**GOALS**
**A.** Copy the passage from the Guns of Icarus captaining guide word for word, starting with "Giving such advise" and going on through "something can be done.".
**B.** Extend the Guns of Icarus captaining guide beyond its final line, before the records.

Furthermore, in my experience, captains that do play the blame game oftentimes underestimate repair cooldowns or how much fire their ship is taking. There is nothing more deflating in guns of Icarus than watching your captain sail headlong into a 2v1, only to die and blame the engineers by shouting “I NEEDED HULL AND ENGINES WHY DON’T YOU REPAIR!?”

A more constructive (i.e: better) approach is to let them know what a success looks like. Tell them how things would have gone if they played optimally. Remind them of their role, and how effective that role can be! I’ll often say, “If we landed the mine, the pyra would have been bumped away out of arc.” Or, “Next time, if we catch their engines in a hwacha, they will be helpless to dodge.”

Giving such advise puts your crew in a position to better understand the game and look for those plays. But sometimes, those shots will still miss, even after deaths, and you won't see much improvement.  The mortar is still missing entierly and your gatling gunner is still wiffing half of his clip. Things can seem a bit hopeless, and that nothing can be done. But something can be done.

So what can be done?

This is the big secret. The whole cake (happy birthday). The big Lebowski. The one sassy section you should take away from this guide if you read nothing else:

Instead of asking “what do I need from my crew?” ask, “what does my crew need from me?”

**DATA ROWS**
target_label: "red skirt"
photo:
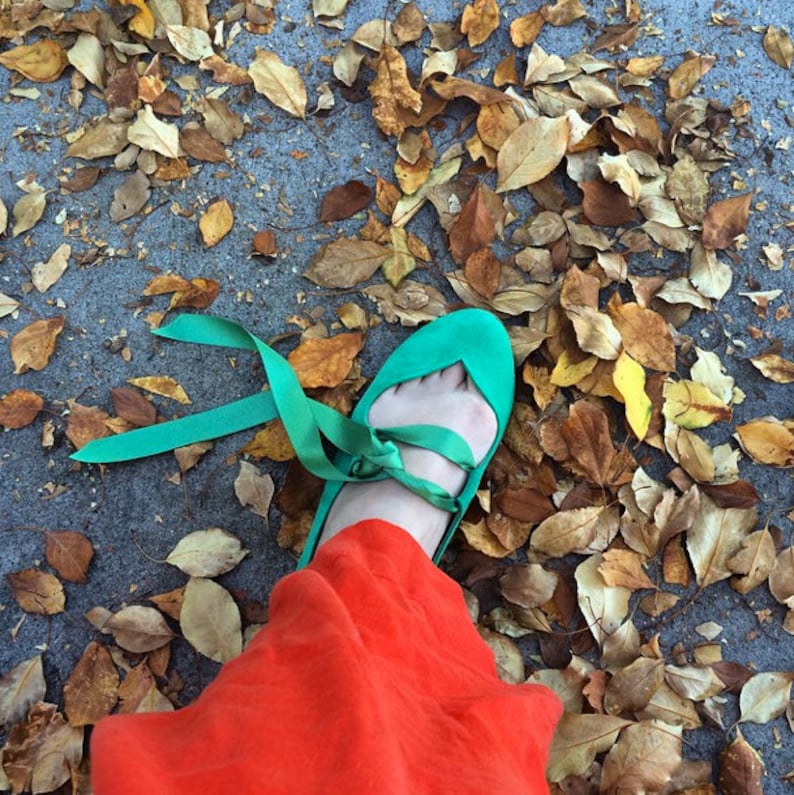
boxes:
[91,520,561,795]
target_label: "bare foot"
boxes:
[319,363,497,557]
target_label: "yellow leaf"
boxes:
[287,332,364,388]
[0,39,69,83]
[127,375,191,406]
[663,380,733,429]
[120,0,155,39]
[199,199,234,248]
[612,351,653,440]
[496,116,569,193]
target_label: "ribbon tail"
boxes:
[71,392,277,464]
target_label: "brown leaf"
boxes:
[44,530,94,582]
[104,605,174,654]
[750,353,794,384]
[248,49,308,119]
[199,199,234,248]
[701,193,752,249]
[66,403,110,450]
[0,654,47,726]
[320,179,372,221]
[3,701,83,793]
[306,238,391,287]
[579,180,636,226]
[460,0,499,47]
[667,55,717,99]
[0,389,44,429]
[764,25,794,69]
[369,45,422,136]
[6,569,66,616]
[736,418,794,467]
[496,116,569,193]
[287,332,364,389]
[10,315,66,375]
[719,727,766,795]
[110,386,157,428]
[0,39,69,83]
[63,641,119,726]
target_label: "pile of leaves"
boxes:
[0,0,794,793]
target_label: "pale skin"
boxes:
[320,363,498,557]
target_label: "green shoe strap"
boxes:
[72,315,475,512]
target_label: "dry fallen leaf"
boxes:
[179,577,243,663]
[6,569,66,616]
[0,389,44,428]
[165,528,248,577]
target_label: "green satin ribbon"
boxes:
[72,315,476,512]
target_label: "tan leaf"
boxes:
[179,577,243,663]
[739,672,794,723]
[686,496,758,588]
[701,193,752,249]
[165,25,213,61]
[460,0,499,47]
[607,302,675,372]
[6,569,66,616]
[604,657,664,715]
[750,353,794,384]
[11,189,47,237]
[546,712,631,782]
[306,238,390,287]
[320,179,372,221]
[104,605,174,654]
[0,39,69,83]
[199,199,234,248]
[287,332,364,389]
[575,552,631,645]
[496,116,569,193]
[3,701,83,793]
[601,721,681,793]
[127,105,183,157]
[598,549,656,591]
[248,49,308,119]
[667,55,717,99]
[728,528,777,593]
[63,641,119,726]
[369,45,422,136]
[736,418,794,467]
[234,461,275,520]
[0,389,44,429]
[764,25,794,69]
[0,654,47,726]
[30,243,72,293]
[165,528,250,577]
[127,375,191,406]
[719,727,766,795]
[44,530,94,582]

**TASK RESPONSES**
**A.**
Giving such advise puts your crew in a position to better understand the game and look for those plays. But sometimes, those shots will still miss, even after deaths, and you won't see much improvement.  The mortar is still missing entierly and your gatling gunner is still wiffing half of his clip. Things can seem a bit hopeless, and that nothing can be done. But something can be done.

**B.**
Draw from your experience and adapt to what your crew can give you. If your engineer is slow to repair the turners, then adapt and don’t burn the pilot tools as much to relive the repair pressure. If your newbie gunner is having trouble landing difficult shots, keep the ship still to give them a steady platform to aim from, or get so close that they can't possibly miss.

Captains don’t carry matches by ship positioning alone. Captains carry matches by playing to the strengths of their crew to maximize their ship’s potential given the tools they have.

For example, My fresh-off-the-boat trainer ship is a mercury-art-art mobula (newbula) with the flamers on the top deck. All the weapons are easy-to-aim with no “wait until red” trigger discipline required, engineers only have one critical component to look after, and staying a long distance away from the engagement improves everyone’s situational awareness. It’s not the most effective ship, not by a long shot, but it is the most effective loadout to take with a crew of newbies that don’t have the awareness, aim, or experience under their belt.


Finally, if it’s your fault, own it.

Captains are not infallible gods of icarus. They make mistakes too. And you, as a captian, will as well. If you mistakenly sail into a 2v1, eat the broadside of a galleon, or linger in a lumberjack’s arc for too long, own it. This will tell your crew that you have the awareness to know what went wrong, and the willingness to improve.

Furthermore, owning your mistakes improves captaining skills.  At level 10, once I changed my frame of mind from “man the engineers didn’t repair that hwacha hit fast enough.” To “I shouldn’t have been in a position to get hit with the hwacha in the first place”, I could start realizing the delicate dance between ships, and realize when I had been outplayed, then adjust my strategy and flying style to not allow myself to be caught in that situation again. Own your mistakes, and I guarantee that you will improve as a captain as well!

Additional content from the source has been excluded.